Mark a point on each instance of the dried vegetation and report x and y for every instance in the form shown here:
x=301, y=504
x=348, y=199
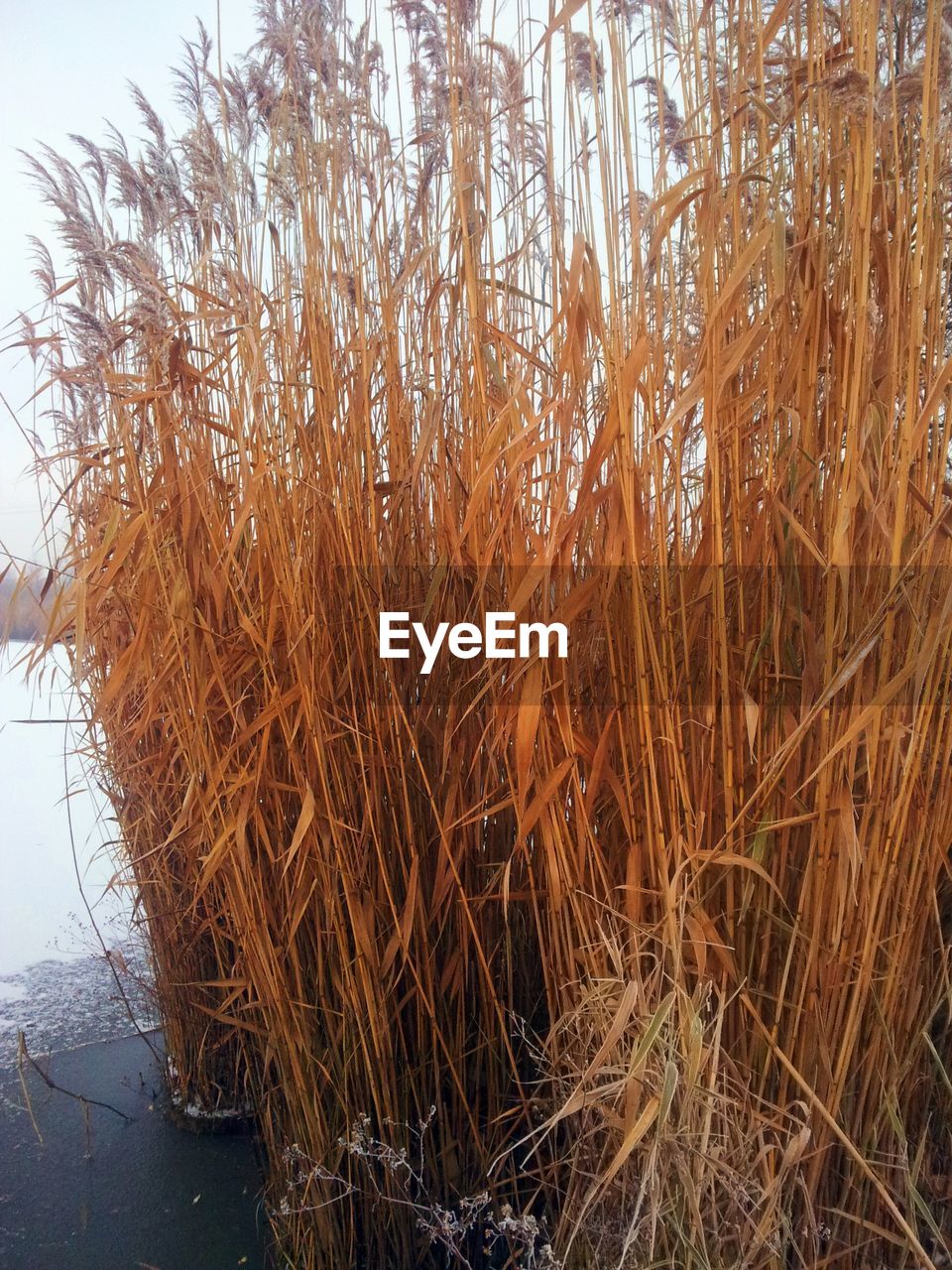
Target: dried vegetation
x=635, y=318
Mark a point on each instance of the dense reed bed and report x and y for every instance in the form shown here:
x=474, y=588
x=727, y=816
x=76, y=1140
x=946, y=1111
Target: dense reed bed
x=633, y=318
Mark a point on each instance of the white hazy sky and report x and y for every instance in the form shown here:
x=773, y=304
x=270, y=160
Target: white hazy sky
x=63, y=67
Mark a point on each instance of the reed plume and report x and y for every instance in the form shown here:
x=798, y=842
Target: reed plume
x=638, y=320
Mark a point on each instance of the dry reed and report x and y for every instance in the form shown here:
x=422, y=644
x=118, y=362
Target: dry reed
x=652, y=944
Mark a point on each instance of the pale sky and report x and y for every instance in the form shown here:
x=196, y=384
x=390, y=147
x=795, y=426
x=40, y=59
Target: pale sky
x=63, y=67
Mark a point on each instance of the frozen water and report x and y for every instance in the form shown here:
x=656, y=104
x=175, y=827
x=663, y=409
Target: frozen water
x=42, y=911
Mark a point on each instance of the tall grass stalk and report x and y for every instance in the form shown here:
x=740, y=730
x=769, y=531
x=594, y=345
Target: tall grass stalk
x=635, y=318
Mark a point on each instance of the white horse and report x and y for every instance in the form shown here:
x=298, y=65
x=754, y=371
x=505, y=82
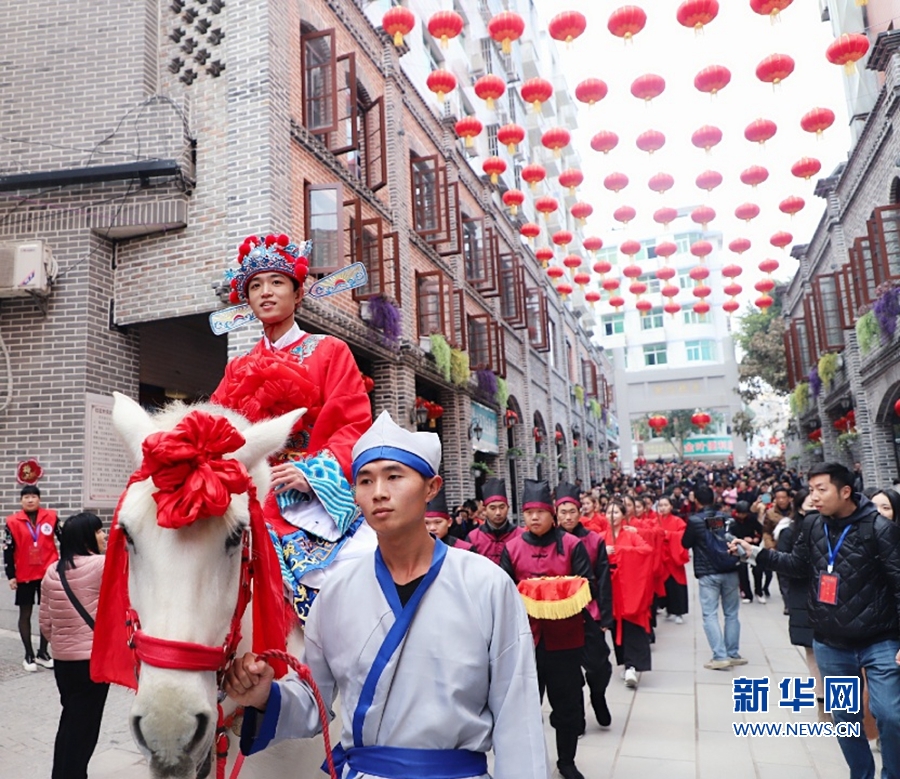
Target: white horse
x=183, y=583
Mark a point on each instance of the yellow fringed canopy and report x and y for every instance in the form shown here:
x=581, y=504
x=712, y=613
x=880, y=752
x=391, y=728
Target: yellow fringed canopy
x=555, y=597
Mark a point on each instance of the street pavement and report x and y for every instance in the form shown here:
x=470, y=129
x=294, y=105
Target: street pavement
x=677, y=724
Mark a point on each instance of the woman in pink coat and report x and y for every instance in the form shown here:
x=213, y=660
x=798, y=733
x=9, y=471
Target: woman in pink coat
x=71, y=636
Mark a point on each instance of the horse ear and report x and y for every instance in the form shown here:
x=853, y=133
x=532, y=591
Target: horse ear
x=266, y=437
x=132, y=423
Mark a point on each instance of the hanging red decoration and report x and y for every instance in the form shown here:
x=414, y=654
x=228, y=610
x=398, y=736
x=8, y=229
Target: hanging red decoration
x=441, y=82
x=708, y=180
x=615, y=182
x=567, y=26
x=817, y=121
x=604, y=141
x=665, y=215
x=511, y=135
x=512, y=199
x=760, y=131
x=534, y=174
x=581, y=211
x=445, y=25
x=847, y=50
x=775, y=68
x=754, y=175
x=468, y=127
x=397, y=22
x=706, y=137
x=536, y=91
x=712, y=79
x=806, y=167
x=648, y=86
x=747, y=211
x=661, y=182
x=494, y=167
x=703, y=215
x=791, y=205
x=624, y=214
x=556, y=138
x=571, y=178
x=591, y=90
x=697, y=13
x=490, y=88
x=650, y=141
x=505, y=28
x=627, y=21
x=781, y=239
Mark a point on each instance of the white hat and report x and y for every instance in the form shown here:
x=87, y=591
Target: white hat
x=386, y=440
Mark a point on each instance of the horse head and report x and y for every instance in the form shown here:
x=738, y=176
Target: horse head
x=184, y=519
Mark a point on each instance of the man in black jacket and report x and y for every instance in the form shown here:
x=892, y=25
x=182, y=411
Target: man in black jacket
x=850, y=557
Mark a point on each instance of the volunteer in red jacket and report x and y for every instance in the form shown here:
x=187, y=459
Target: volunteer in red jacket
x=29, y=549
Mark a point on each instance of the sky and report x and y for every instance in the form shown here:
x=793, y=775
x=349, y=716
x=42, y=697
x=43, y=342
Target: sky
x=738, y=39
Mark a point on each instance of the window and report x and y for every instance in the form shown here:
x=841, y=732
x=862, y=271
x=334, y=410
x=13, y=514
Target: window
x=652, y=319
x=655, y=354
x=613, y=324
x=700, y=351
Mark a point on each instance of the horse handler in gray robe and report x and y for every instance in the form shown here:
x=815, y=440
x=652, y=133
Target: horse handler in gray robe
x=428, y=646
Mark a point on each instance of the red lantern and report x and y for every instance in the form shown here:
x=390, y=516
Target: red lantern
x=791, y=205
x=604, y=141
x=567, y=26
x=445, y=25
x=818, y=120
x=665, y=215
x=494, y=167
x=489, y=88
x=441, y=82
x=806, y=167
x=571, y=178
x=708, y=180
x=747, y=211
x=781, y=239
x=556, y=138
x=512, y=199
x=546, y=205
x=697, y=13
x=536, y=91
x=581, y=211
x=754, y=175
x=511, y=135
x=847, y=50
x=760, y=131
x=740, y=245
x=650, y=141
x=624, y=214
x=706, y=137
x=627, y=21
x=505, y=28
x=591, y=90
x=397, y=22
x=775, y=68
x=703, y=215
x=468, y=127
x=769, y=8
x=661, y=182
x=615, y=182
x=533, y=174
x=648, y=86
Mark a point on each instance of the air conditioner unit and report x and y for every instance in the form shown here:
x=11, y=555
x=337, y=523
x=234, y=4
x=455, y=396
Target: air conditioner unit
x=24, y=268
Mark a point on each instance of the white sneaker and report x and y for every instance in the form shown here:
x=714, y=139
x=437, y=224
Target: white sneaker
x=630, y=678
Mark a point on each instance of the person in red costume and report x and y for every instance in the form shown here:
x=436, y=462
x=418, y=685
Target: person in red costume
x=29, y=549
x=631, y=565
x=315, y=521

▶ **Instructions for the task**: Rewrite all of the records above with "Mark a point on" changed to "Place a dot on" everywhere it occurs and everything else kept the same. Leave the pictures out of your answer.

▶ **Answer to the exercise**:
Place a dot on each instance of the dried vegetation and report x and y for every instance in the form shown here:
x=301, y=504
x=348, y=199
Target: dried vegetation
x=635, y=318
Place a dot on each instance of the dense reed bed and report x and y for every instance in the form shown here:
x=474, y=588
x=727, y=816
x=76, y=1140
x=946, y=1111
Target: dense reed bed
x=633, y=318
Place a dot on each instance of the white hazy sky and report x and y for every instance in the form shown here:
x=773, y=304
x=270, y=160
Target: white hazy sky
x=63, y=67
Place a dot on each instance of the reed plume and report x and y for every instance in the form shown here:
x=798, y=842
Target: reed plume
x=638, y=320
Place a dot on each instance of the dry reed and report x and y for every instance in the form shown here:
x=422, y=644
x=118, y=362
Target: dry reed
x=652, y=944
Place a dot on each instance of the pale sky and report x and y for every instance in the form shown here:
x=196, y=384
x=390, y=147
x=795, y=426
x=40, y=59
Target: pale sky
x=63, y=67
Place a dot on each instance of the frozen water and report x and y for every instance in the form shown here:
x=656, y=104
x=175, y=827
x=663, y=409
Target: frozen water
x=42, y=911
Place a dot on each instance of the tall grass stalk and report x and y for every instance in the form shown here:
x=740, y=730
x=769, y=531
x=594, y=345
Target: tall grass stalk
x=635, y=318
Place a dot on each instance of the white horse and report x and y for every instance in the form shown here:
x=298, y=65
x=754, y=371
x=505, y=82
Target: white horse
x=183, y=583
Place a dot on each instance of the yellow fringed canopy and report x and y for every instance in the form shown here:
x=581, y=504
x=712, y=613
x=880, y=752
x=391, y=728
Target: yellow fringed canopy
x=555, y=597
Place a dot on each instance of the street pavement and report x and y for every instance in the form shown here:
x=470, y=129
x=294, y=105
Target: street pavement
x=677, y=724
Place a dot on each instance of the woman in pink coat and report x and y for every instance in the form shown here:
x=213, y=660
x=798, y=733
x=9, y=471
Target: woman in pink coat
x=71, y=636
Place a dot on each instance of the horse ear and report x and y for every instance in the form shown here:
x=853, y=133
x=532, y=591
Target: horse ear
x=266, y=437
x=132, y=423
Place a dot on each instance of the hanging red decoration and report x and y for every instance in the form shown here:
x=414, y=654
x=228, y=610
x=398, y=736
x=8, y=229
Target: hanging red decoration
x=441, y=82
x=708, y=180
x=615, y=182
x=567, y=26
x=817, y=121
x=604, y=141
x=665, y=215
x=511, y=135
x=512, y=199
x=760, y=131
x=534, y=174
x=581, y=211
x=445, y=25
x=847, y=50
x=775, y=68
x=754, y=175
x=468, y=127
x=397, y=22
x=706, y=137
x=536, y=91
x=712, y=79
x=806, y=167
x=648, y=86
x=747, y=211
x=661, y=182
x=494, y=167
x=703, y=215
x=791, y=205
x=624, y=214
x=556, y=138
x=571, y=178
x=591, y=90
x=697, y=13
x=490, y=88
x=650, y=141
x=505, y=28
x=627, y=21
x=781, y=239
Place a dot on each instance of the white hat and report x and y for every instance in the form shown here:
x=87, y=591
Target: white hat
x=386, y=440
Place a dot on each instance of the horse head and report x and y for every instance in the form shown here:
x=738, y=176
Target: horse head
x=184, y=519
Place a dot on each instance of the man in black jacket and report x and y for every instance in the form shown here:
x=892, y=25
x=182, y=411
Target: man in black jacket
x=850, y=557
Place a dot on each instance of the volunteer in red jacket and report x and y for every instance in the form shown here:
x=187, y=459
Target: volunteer in red jacket
x=29, y=549
Place a dot on each instance of the sky and report x and y for every instance in the form shown here:
x=793, y=775
x=349, y=716
x=42, y=697
x=43, y=342
Target: sky
x=738, y=39
Place a dot on each instance of the window and report x and y for every instance in the form shown here:
x=841, y=732
x=862, y=271
x=334, y=410
x=13, y=514
Target: window
x=652, y=319
x=655, y=354
x=613, y=324
x=700, y=351
Place a dot on each instance of the horse handler in gray robe and report x and y for every instance in the form shown here:
x=815, y=440
x=652, y=133
Target: horse handler in gray robe
x=428, y=646
Place a dot on each instance of the red lantern and report x and y for every instance in the form shown here:
x=390, y=516
Target: red lantern
x=791, y=205
x=604, y=141
x=567, y=26
x=445, y=25
x=818, y=120
x=665, y=215
x=494, y=167
x=489, y=88
x=441, y=82
x=806, y=167
x=571, y=178
x=708, y=180
x=747, y=211
x=781, y=239
x=556, y=138
x=512, y=199
x=546, y=205
x=697, y=13
x=536, y=91
x=581, y=211
x=754, y=175
x=511, y=135
x=847, y=50
x=760, y=131
x=740, y=245
x=650, y=141
x=624, y=214
x=706, y=137
x=627, y=21
x=505, y=28
x=591, y=90
x=397, y=22
x=775, y=68
x=703, y=215
x=468, y=127
x=769, y=8
x=661, y=182
x=615, y=182
x=533, y=174
x=648, y=86
Place a dot on each instance of the air conditioner unit and report x and y for every instance in the form shown here:
x=11, y=555
x=337, y=523
x=234, y=4
x=455, y=396
Target: air conditioner unit
x=24, y=268
Place a dot on each instance of the white sneaker and report x and y for every instance in the form shown here:
x=714, y=139
x=437, y=224
Target: white sneaker
x=630, y=678
Place a dot on each instance of the person in red costume and report x and y for every instance in the form shown here:
x=436, y=462
x=418, y=685
Target: person in red costume
x=29, y=549
x=631, y=565
x=315, y=521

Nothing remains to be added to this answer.